--- PASSAGE SHOWN ---
---------------

P: Your mouth is open, hands are open. Who are you? You are familiar from that other night painting and the one long ago (although you were in disguise in the old one, dressed like a waspish schoolmarm and wearing a wig and garish lipstick)

She: Yes. Shut up and listen. I am tired of waiting in the box.

P: The box?

She: The box where despair keeps me in most of you. Don't you see that despair is important step it is a crucial step to...

P: To what? To What? I talk because I don't want to know...I talk fast, is the world ending ending ending DING! Times up the little red thing pops up in the turkey, dinner is ready, the goose is cooked!!!

She: Whoa sister!

P: Oh, now I look at you again, you are Katrina, am I being trite? The Death Mother?

She: Damn right. I take everything, your poor, your smelly demented masses, your pompous asses, yearning yearning yearning yearning why do you think people here (in New Orleans) are, were So alive? They lived close enough to me to smell my swampy breath and so their choice of life was is LIFE capital L!! They did not try to preserve themselves with health foods they danced with me and sang with me and loved and lusted all around me...You, the rest of you need to see this face the face of transformation that is giving up sinking into the murky black nothing. Because that is what you are doing. Transformation is happening, the only choice you have is what it will look like: war, pestilence frogs blood It can be plagues but it can be pleasure Love each other into newness...

P: You sound a little hucksterish

She: So?

P: So, I don't know..

She: This is a time of re-vival re-vival Bill Clinton knows that, that's why he came in your dream. Let me be then make it all more gaudy and intense.

Throughout the conference I alternate between attending presentations about brain research and workshops where I make art. Trauma is a constant theme. The same message comes from each presenter in a slightly different way: trauma occurs when the body cannot move, not just away from danger but towards home, towards loved ones and meaning.

---------------

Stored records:
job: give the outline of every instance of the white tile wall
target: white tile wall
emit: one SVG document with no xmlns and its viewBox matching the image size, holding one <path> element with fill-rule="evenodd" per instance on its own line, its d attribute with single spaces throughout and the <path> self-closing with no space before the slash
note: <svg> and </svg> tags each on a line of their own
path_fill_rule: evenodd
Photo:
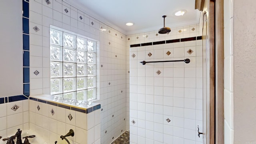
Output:
<svg viewBox="0 0 256 144">
<path fill-rule="evenodd" d="M 128 91 L 126 83 L 128 73 L 126 65 L 126 36 L 62 0 L 54 0 L 48 5 L 41 1 L 32 0 L 30 2 L 30 26 L 36 26 L 40 29 L 37 32 L 33 29 L 30 31 L 30 50 L 32 53 L 30 54 L 30 94 L 50 94 L 50 82 L 49 82 L 50 78 L 50 25 L 99 41 L 96 56 L 98 76 L 96 85 L 99 88 L 97 90 L 97 96 L 100 100 L 98 102 L 101 104 L 102 109 L 100 112 L 101 143 L 110 143 L 113 140 L 113 137 L 116 139 L 122 133 L 122 132 L 126 130 L 126 123 L 128 119 L 126 116 L 126 92 Z M 66 8 L 68 11 L 67 13 L 64 10 Z M 101 27 L 106 30 L 100 31 Z M 38 76 L 33 73 L 36 70 L 40 72 Z M 58 108 L 56 110 L 63 111 Z M 113 115 L 114 116 L 112 117 Z M 63 116 L 52 116 L 50 114 L 49 116 L 60 122 L 66 120 Z M 80 128 L 88 128 L 88 126 L 79 124 L 78 126 Z M 74 123 L 68 124 L 72 124 Z M 56 133 L 55 128 L 52 130 L 54 131 L 52 132 Z M 106 130 L 107 132 L 105 134 Z"/>
<path fill-rule="evenodd" d="M 233 0 L 224 0 L 224 139 L 234 142 Z"/>
<path fill-rule="evenodd" d="M 127 59 L 130 59 L 130 83 L 128 83 L 130 84 L 130 103 L 127 105 L 130 106 L 130 116 L 127 116 L 130 117 L 131 143 L 202 142 L 202 137 L 197 138 L 196 134 L 198 126 L 202 130 L 202 100 L 200 96 L 202 92 L 200 92 L 202 91 L 202 40 L 129 46 L 146 41 L 200 36 L 197 26 L 172 28 L 178 30 L 174 30 L 176 34 L 171 32 L 169 35 L 156 36 L 157 32 L 155 31 L 127 36 L 127 49 L 130 51 L 126 51 L 129 54 Z M 190 32 L 189 29 L 193 28 L 196 29 L 194 32 Z M 180 33 L 179 30 L 183 32 Z M 149 36 L 141 37 L 146 34 Z M 137 36 L 140 38 L 139 40 L 136 38 Z M 187 52 L 190 49 L 193 51 L 191 54 Z M 169 56 L 166 54 L 168 50 L 171 53 Z M 150 52 L 152 54 L 150 57 L 148 55 Z M 133 54 L 136 55 L 134 58 L 132 56 Z M 139 63 L 143 60 L 172 60 L 174 58 L 176 60 L 188 58 L 191 62 L 188 64 L 147 63 L 145 65 Z M 158 70 L 161 72 L 159 75 L 156 73 Z M 171 120 L 169 123 L 168 118 Z M 133 120 L 136 122 L 134 124 Z"/>
<path fill-rule="evenodd" d="M 91 144 L 100 140 L 100 109 L 86 114 L 31 100 L 29 101 L 29 111 L 25 114 L 29 112 L 30 128 L 37 132 L 39 136 L 48 142 L 53 143 L 57 140 L 61 143 L 60 136 L 64 135 L 70 129 L 75 133 L 74 137 L 67 138 L 72 143 Z M 53 115 L 51 113 L 52 109 L 54 111 Z M 72 118 L 71 120 L 68 117 L 70 114 Z M 16 124 L 12 121 L 8 122 L 10 124 Z"/>
<path fill-rule="evenodd" d="M 16 111 L 12 109 L 15 105 L 18 106 Z M 3 138 L 15 134 L 18 128 L 29 128 L 28 100 L 1 104 L 0 109 L 0 136 Z"/>
</svg>

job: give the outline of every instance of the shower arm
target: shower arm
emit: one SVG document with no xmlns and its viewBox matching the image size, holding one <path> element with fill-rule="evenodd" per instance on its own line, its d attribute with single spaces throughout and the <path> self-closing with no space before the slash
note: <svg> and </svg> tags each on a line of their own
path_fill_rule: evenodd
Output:
<svg viewBox="0 0 256 144">
<path fill-rule="evenodd" d="M 183 60 L 165 60 L 165 61 L 151 61 L 151 62 L 146 62 L 145 61 L 143 61 L 142 62 L 140 62 L 140 63 L 142 63 L 143 65 L 145 65 L 146 63 L 155 63 L 155 62 L 184 62 L 186 64 L 188 64 L 190 62 L 190 60 L 187 58 Z"/>
</svg>

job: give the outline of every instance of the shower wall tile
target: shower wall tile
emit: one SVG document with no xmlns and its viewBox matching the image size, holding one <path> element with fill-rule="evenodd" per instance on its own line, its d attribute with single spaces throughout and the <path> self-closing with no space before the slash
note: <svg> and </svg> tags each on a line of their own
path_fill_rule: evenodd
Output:
<svg viewBox="0 0 256 144">
<path fill-rule="evenodd" d="M 199 36 L 197 25 L 172 28 L 169 35 L 156 35 L 157 32 L 154 31 L 152 33 L 154 39 L 147 42 L 196 36 Z M 191 30 L 193 28 L 194 31 Z M 128 46 L 144 43 L 145 37 L 143 40 L 143 38 L 140 37 L 136 39 L 143 34 L 127 36 L 131 38 L 126 40 Z M 127 51 L 130 56 L 136 52 L 138 56 L 138 56 L 136 60 L 130 56 L 128 58 L 129 68 L 132 72 L 130 75 L 131 98 L 128 106 L 130 107 L 130 122 L 134 120 L 136 122 L 134 124 L 130 123 L 131 143 L 195 144 L 196 141 L 202 142 L 194 134 L 197 126 L 202 126 L 202 40 L 129 48 Z M 143 60 L 184 58 L 189 58 L 190 62 L 147 63 L 145 65 L 139 63 Z"/>
<path fill-rule="evenodd" d="M 97 77 L 96 85 L 97 87 L 100 88 L 97 89 L 96 90 L 97 96 L 100 98 L 99 102 L 101 103 L 102 110 L 96 112 L 99 112 L 101 117 L 84 118 L 94 120 L 95 124 L 98 124 L 101 121 L 100 126 L 98 126 L 101 128 L 100 131 L 100 135 L 102 136 L 100 138 L 101 143 L 111 143 L 113 140 L 112 137 L 114 137 L 114 139 L 116 138 L 121 134 L 121 130 L 123 132 L 129 129 L 129 118 L 127 116 L 129 115 L 129 107 L 127 106 L 129 106 L 128 104 L 129 103 L 127 102 L 130 100 L 130 86 L 127 84 L 129 83 L 129 76 L 127 76 L 130 75 L 130 71 L 131 74 L 133 73 L 132 70 L 130 70 L 126 64 L 129 63 L 127 62 L 127 58 L 130 56 L 128 55 L 129 50 L 128 50 L 127 49 L 128 47 L 126 46 L 126 41 L 128 40 L 128 38 L 120 32 L 61 0 L 51 1 L 51 3 L 49 5 L 42 1 L 32 1 L 30 2 L 30 82 L 31 86 L 32 86 L 30 87 L 30 94 L 50 94 L 50 86 L 47 81 L 50 78 L 49 31 L 50 25 L 99 40 L 100 42 L 99 44 L 97 45 L 96 56 L 97 64 L 99 67 L 96 68 L 96 71 L 97 75 L 100 76 Z M 93 25 L 91 24 L 92 22 L 93 22 Z M 32 29 L 35 26 L 38 28 L 39 31 L 36 32 Z M 106 30 L 99 30 L 102 27 Z M 148 36 L 151 36 L 149 33 L 147 34 Z M 138 39 L 136 38 L 136 36 L 133 37 L 132 38 L 130 37 L 130 38 L 138 41 L 145 38 L 142 36 L 138 35 L 139 38 Z M 111 44 L 109 44 L 109 42 Z M 138 58 L 137 50 L 137 49 L 135 50 L 136 56 L 134 60 L 136 60 Z M 146 56 L 145 54 L 139 54 L 140 56 L 142 56 L 140 58 L 141 60 L 144 59 L 144 56 Z M 136 63 L 134 62 L 134 64 Z M 100 66 L 102 65 L 102 66 Z M 134 64 L 134 68 L 137 68 L 138 64 Z M 140 65 L 140 66 L 141 66 Z M 33 73 L 36 70 L 39 72 L 38 75 Z M 141 73 L 139 74 L 143 74 Z M 137 73 L 134 73 L 134 74 L 136 76 Z M 128 83 L 126 82 L 128 82 Z M 110 84 L 108 84 L 109 83 Z M 140 84 L 144 84 L 144 83 Z M 128 96 L 126 97 L 126 95 Z M 32 108 L 30 107 L 30 110 L 31 109 L 32 113 L 38 114 L 39 112 L 36 109 L 37 106 L 35 103 L 30 104 L 32 106 Z M 44 104 L 42 106 L 41 109 L 47 109 Z M 59 115 L 56 114 L 59 113 L 58 112 L 61 111 L 61 109 L 52 105 L 49 105 L 48 108 L 48 111 L 53 110 L 55 114 L 52 115 L 50 111 L 46 112 L 47 110 L 44 110 L 40 114 L 45 117 L 48 116 L 49 118 L 53 120 L 62 122 L 65 122 L 68 123 L 67 124 L 69 125 L 74 126 L 74 122 L 72 122 L 72 120 L 70 121 L 66 116 L 70 114 L 69 112 L 68 114 L 67 112 L 63 111 L 63 114 L 65 114 L 64 116 L 63 115 L 61 116 L 61 114 Z M 72 120 L 75 120 L 75 117 L 79 116 L 76 114 L 74 114 L 73 116 L 73 114 L 71 112 L 70 114 L 72 116 Z M 34 118 L 33 117 L 31 118 L 33 122 L 31 126 L 34 128 L 35 126 L 36 115 L 31 115 L 35 116 Z M 113 117 L 112 117 L 112 115 L 114 115 Z M 112 118 L 109 119 L 108 118 L 109 117 Z M 80 128 L 88 128 L 87 126 L 79 126 Z M 51 132 L 56 133 L 55 130 L 52 130 L 54 132 L 51 131 Z M 108 131 L 106 134 L 105 133 L 106 131 Z M 95 132 L 96 132 L 95 130 L 94 131 Z M 98 133 L 98 131 L 97 132 Z M 55 134 L 50 134 L 51 136 L 50 139 L 52 139 L 52 137 L 54 137 L 52 136 Z M 97 140 L 95 142 L 99 142 L 98 140 Z"/>
</svg>

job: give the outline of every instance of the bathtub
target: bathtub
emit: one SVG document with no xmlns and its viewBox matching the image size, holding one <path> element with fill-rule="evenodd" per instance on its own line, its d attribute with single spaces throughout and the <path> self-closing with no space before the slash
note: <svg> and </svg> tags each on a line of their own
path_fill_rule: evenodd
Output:
<svg viewBox="0 0 256 144">
<path fill-rule="evenodd" d="M 15 134 L 14 134 L 14 135 Z M 32 135 L 36 135 L 36 137 L 33 138 L 28 138 L 28 140 L 29 141 L 29 142 L 31 144 L 50 144 L 46 140 L 44 140 L 42 137 L 40 136 L 38 136 L 39 135 L 38 133 L 35 132 L 34 131 L 32 130 L 22 130 L 22 132 L 21 133 L 21 140 L 22 141 L 22 143 L 24 142 L 24 140 L 25 140 L 25 138 L 22 138 L 23 137 L 25 137 L 26 136 L 29 136 Z M 9 136 L 9 137 L 11 136 Z M 3 141 L 3 139 L 5 138 L 2 138 L 0 140 L 0 144 L 6 144 L 7 142 L 7 141 Z M 15 138 L 14 140 L 14 141 L 15 144 L 16 144 L 16 141 L 17 138 Z M 58 143 L 57 143 L 57 144 Z"/>
</svg>

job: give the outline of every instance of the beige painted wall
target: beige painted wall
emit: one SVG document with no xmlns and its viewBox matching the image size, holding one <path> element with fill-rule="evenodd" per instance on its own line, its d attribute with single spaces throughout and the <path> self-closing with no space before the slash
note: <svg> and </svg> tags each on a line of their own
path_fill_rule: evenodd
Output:
<svg viewBox="0 0 256 144">
<path fill-rule="evenodd" d="M 256 2 L 234 5 L 234 144 L 256 144 Z"/>
</svg>

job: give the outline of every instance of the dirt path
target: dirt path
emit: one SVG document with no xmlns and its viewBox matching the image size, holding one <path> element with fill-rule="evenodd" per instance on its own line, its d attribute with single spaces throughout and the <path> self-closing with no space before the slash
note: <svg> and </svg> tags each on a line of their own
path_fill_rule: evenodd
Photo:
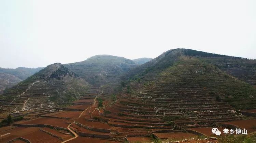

---------------

--- ABOUT THIS EXERCISE ---
In the dialogue, transcribe the section beginning with the words "She: Damn right." and ending after the words "other into newness...".

--- RESULT OF THE EXERCISE ---
She: Damn right. I take everything, your poor, your smelly demented masses, your pompous asses, yearning yearning yearning yearning why do you think people here (in New Orleans) are, were So alive? They lived close enough to me to smell my swampy breath and so their choice of life was is LIFE capital L!! They did not try to preserve themselves with health foods they danced with me and sang with me and loved and lusted all around me...You, the rest of you need to see this face the face of transformation that is giving up sinking into the murky black nothing. Because that is what you are doing. Transformation is happening, the only choice you have is what it will look like: war, pestilence frogs blood It can be plagues but it can be pleasure Love each other into newness...